- **Exercise task**
Return every line of the items below that contains the word "wing", treating uppercase and lowercase as distinct.

- **Given data**
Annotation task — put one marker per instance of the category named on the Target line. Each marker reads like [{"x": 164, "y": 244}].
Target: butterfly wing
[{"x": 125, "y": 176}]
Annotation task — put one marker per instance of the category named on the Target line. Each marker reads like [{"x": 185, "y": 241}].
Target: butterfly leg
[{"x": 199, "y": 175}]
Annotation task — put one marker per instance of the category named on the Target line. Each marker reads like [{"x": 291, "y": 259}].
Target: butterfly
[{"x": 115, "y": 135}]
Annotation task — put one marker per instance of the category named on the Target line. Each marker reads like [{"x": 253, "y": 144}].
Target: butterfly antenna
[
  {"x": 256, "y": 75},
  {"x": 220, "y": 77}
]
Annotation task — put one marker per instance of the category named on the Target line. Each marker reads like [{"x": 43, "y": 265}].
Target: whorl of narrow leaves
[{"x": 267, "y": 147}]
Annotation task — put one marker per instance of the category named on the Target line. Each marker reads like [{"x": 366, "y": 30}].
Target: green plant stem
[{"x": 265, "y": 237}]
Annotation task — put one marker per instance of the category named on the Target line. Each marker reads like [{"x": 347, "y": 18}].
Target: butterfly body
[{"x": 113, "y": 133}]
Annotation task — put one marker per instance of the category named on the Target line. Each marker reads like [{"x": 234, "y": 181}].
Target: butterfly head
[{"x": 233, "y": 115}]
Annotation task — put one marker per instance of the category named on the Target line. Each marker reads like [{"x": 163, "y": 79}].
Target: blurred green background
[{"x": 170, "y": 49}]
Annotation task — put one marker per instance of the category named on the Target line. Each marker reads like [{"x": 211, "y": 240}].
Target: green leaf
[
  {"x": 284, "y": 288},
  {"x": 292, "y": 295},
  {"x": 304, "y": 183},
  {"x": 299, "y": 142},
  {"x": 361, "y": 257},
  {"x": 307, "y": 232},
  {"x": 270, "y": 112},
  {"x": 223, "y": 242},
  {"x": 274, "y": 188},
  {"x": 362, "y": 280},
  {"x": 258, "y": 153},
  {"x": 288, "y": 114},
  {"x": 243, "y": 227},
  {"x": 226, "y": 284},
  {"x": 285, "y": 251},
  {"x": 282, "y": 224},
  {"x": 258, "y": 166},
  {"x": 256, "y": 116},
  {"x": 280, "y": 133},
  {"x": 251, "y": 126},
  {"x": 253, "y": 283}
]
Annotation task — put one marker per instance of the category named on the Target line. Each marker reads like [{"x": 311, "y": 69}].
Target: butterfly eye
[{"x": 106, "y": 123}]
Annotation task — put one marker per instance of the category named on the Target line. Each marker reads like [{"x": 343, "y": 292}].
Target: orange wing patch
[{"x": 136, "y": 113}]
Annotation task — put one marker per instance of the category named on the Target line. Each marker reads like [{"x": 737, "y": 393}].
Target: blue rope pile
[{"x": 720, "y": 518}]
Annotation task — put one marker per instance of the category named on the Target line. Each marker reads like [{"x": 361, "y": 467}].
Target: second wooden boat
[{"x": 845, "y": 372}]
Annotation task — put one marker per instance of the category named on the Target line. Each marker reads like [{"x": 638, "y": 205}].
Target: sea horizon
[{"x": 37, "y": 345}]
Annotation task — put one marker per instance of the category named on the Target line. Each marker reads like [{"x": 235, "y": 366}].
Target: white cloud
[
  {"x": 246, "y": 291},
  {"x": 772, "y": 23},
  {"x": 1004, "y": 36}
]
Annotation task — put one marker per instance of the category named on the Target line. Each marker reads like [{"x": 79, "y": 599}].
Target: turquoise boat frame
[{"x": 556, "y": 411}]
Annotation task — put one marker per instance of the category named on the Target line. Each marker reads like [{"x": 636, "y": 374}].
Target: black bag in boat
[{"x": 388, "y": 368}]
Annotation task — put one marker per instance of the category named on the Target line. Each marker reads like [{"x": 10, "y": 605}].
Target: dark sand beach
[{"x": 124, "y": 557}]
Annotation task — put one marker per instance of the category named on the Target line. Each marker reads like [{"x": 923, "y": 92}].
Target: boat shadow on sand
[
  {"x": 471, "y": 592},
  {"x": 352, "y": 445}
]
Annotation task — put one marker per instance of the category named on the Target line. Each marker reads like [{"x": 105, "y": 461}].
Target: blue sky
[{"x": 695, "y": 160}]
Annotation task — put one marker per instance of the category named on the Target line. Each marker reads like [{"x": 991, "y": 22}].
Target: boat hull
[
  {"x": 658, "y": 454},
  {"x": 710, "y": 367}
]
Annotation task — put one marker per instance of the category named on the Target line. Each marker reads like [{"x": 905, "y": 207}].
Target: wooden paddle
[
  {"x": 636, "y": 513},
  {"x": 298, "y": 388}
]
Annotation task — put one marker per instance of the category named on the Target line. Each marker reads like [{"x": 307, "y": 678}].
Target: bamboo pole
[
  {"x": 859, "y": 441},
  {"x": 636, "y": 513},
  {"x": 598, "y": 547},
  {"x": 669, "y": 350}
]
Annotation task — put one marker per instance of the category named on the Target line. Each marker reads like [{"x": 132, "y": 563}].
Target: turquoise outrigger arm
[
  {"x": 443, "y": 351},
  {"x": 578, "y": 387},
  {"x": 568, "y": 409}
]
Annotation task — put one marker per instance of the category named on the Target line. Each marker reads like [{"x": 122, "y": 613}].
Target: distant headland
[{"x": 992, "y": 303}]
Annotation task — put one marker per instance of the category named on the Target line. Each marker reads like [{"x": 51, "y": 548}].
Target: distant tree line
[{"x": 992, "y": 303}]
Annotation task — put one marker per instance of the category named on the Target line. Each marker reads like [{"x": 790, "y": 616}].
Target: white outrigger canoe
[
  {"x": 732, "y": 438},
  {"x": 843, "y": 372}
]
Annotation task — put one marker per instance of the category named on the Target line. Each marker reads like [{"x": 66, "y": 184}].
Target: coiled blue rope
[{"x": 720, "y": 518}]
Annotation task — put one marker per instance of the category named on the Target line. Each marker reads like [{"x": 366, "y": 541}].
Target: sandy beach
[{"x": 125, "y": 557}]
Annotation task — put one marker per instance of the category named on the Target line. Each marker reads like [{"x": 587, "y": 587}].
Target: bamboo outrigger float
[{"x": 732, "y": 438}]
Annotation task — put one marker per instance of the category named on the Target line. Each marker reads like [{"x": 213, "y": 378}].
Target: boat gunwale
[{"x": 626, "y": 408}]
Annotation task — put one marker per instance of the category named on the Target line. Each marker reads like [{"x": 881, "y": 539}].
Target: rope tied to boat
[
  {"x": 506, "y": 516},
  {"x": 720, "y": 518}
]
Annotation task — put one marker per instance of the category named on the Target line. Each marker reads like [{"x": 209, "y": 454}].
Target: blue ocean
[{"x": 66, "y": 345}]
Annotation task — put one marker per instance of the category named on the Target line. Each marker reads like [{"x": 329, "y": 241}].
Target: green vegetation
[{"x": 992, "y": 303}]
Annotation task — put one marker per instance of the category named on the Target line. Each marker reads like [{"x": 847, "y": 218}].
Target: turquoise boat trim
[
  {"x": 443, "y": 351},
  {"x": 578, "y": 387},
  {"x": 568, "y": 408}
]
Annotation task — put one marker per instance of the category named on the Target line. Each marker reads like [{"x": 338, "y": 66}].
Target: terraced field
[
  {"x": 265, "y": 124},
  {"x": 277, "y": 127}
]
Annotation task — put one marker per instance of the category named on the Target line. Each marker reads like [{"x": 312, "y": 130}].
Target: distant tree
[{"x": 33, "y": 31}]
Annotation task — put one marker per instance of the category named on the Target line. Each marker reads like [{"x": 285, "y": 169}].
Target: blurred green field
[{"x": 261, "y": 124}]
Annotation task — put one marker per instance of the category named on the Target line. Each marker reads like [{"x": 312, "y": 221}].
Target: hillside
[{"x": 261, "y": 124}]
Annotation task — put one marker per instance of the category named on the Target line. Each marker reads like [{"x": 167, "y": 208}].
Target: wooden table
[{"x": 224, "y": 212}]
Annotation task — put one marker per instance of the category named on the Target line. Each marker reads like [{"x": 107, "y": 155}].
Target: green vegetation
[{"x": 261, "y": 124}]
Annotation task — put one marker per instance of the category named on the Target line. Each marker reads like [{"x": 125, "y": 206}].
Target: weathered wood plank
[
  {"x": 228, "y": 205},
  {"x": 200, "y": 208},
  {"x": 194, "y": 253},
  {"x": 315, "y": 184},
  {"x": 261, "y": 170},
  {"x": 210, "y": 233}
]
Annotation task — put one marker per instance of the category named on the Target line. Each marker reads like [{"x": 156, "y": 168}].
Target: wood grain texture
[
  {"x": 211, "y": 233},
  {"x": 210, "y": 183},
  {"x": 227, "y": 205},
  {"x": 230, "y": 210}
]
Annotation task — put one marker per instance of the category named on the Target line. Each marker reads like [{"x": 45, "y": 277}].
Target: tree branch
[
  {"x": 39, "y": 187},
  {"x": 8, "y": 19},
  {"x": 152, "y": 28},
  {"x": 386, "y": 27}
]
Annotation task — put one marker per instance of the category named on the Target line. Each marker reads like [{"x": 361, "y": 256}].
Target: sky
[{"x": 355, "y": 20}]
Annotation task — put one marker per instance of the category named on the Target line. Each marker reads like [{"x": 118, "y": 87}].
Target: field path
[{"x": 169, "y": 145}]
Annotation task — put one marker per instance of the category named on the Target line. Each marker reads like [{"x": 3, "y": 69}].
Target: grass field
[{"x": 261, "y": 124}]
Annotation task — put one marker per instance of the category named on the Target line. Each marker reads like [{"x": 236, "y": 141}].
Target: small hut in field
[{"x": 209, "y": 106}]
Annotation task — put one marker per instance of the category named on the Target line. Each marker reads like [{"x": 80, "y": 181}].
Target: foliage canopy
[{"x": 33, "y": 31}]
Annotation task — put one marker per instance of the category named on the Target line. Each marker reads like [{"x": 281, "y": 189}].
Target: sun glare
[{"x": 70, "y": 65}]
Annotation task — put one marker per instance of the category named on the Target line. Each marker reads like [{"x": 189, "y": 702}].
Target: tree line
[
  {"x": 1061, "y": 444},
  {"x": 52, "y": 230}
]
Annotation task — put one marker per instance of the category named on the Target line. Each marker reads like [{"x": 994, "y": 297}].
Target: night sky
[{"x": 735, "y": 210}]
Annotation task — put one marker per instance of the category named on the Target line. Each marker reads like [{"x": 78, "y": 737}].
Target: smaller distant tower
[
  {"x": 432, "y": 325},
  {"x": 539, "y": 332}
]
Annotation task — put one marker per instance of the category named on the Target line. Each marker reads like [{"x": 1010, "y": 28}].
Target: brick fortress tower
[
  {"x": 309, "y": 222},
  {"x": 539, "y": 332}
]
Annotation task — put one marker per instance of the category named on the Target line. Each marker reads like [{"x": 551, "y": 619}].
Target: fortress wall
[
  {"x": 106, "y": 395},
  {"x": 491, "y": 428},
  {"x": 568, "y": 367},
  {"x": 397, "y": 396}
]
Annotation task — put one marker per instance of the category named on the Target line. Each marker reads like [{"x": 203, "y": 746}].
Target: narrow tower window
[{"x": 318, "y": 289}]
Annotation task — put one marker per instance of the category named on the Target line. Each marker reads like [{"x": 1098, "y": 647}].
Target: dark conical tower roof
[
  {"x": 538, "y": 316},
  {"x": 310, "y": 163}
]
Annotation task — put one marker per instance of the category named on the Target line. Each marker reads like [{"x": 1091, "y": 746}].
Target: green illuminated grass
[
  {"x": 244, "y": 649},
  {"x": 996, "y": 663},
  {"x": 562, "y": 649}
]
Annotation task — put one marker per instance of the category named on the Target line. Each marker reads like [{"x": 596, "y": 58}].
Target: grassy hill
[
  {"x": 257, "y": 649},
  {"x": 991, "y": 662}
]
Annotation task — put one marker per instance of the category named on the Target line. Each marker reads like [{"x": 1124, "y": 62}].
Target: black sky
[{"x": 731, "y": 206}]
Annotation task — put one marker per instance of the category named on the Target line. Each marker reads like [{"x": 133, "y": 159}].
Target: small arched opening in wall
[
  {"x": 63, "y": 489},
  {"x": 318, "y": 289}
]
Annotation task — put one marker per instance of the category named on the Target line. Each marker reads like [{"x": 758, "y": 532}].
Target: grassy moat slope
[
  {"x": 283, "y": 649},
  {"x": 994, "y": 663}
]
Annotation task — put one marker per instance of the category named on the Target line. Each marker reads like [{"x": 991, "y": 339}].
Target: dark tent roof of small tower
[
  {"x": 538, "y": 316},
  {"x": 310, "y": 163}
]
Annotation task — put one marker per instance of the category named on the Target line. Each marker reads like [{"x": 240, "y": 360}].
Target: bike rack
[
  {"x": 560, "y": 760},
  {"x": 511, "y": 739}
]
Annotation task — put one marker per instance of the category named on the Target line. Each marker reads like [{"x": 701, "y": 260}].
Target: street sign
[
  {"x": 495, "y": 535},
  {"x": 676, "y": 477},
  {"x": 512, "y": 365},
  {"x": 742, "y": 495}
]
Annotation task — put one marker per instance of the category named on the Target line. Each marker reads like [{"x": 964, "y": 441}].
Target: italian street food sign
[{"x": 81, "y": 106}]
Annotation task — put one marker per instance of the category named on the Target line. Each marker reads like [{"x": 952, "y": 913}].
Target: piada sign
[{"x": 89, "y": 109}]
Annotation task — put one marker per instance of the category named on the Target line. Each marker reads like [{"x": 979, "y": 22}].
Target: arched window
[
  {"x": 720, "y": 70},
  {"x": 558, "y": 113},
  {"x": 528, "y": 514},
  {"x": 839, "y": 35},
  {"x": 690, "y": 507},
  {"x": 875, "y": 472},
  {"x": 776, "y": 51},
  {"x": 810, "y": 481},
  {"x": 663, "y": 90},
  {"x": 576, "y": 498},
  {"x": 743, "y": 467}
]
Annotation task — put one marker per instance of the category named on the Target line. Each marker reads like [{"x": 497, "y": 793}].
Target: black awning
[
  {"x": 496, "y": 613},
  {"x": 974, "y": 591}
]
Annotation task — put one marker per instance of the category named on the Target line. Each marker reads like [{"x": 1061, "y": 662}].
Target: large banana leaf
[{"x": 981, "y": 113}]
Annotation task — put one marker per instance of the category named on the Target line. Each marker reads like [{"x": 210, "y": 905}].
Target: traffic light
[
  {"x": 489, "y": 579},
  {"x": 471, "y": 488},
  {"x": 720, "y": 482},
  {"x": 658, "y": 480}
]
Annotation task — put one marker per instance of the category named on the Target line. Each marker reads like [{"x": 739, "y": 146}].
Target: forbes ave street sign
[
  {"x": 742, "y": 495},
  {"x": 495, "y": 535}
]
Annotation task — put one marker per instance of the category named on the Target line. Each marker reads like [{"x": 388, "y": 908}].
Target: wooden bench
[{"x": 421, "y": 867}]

- **Answer below**
Target: butterfly wing
Target: orange wing patch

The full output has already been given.